Directions for this task ->
Pick out each line in the material below that contains the word "grass" and copy those lines.

Listing ->
--- start ---

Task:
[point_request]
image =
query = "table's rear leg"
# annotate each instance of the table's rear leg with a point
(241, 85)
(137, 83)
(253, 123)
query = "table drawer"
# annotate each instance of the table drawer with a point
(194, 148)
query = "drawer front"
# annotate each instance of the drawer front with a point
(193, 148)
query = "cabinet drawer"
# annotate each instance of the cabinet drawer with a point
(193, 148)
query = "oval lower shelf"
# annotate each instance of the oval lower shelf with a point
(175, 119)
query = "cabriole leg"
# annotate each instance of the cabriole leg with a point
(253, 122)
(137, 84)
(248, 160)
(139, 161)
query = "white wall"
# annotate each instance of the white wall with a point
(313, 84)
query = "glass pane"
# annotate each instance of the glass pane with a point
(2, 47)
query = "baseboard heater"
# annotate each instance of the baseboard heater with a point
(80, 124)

--- end ---
--- start ---

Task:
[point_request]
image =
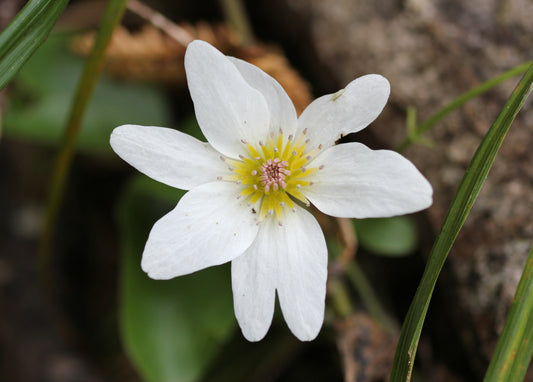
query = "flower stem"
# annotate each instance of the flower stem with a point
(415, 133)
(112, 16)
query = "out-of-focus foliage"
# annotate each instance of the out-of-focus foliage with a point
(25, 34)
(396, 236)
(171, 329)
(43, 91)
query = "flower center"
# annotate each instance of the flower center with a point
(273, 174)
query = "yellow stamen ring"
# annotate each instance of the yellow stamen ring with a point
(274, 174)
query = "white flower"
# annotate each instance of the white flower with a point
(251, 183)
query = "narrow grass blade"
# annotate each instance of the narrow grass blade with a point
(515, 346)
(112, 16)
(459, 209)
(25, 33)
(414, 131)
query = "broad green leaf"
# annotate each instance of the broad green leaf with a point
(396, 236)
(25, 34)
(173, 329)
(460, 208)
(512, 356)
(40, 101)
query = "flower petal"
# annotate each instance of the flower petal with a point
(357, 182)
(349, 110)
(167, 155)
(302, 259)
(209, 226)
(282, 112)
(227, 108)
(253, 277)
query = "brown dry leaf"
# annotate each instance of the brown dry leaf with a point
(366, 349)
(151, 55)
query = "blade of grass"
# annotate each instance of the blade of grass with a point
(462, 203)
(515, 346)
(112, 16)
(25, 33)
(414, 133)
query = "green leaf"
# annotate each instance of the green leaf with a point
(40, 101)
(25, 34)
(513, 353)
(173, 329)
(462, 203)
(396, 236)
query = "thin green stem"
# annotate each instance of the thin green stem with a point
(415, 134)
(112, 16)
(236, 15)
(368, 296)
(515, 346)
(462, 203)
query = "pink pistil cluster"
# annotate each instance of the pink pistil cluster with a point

--- end ---

Problem solution ->
query = "narrow grass blade"
# annotate each instance of the narrow grass blade with a point
query = "blade of grass"
# annotate each instance of the blade of grass with a point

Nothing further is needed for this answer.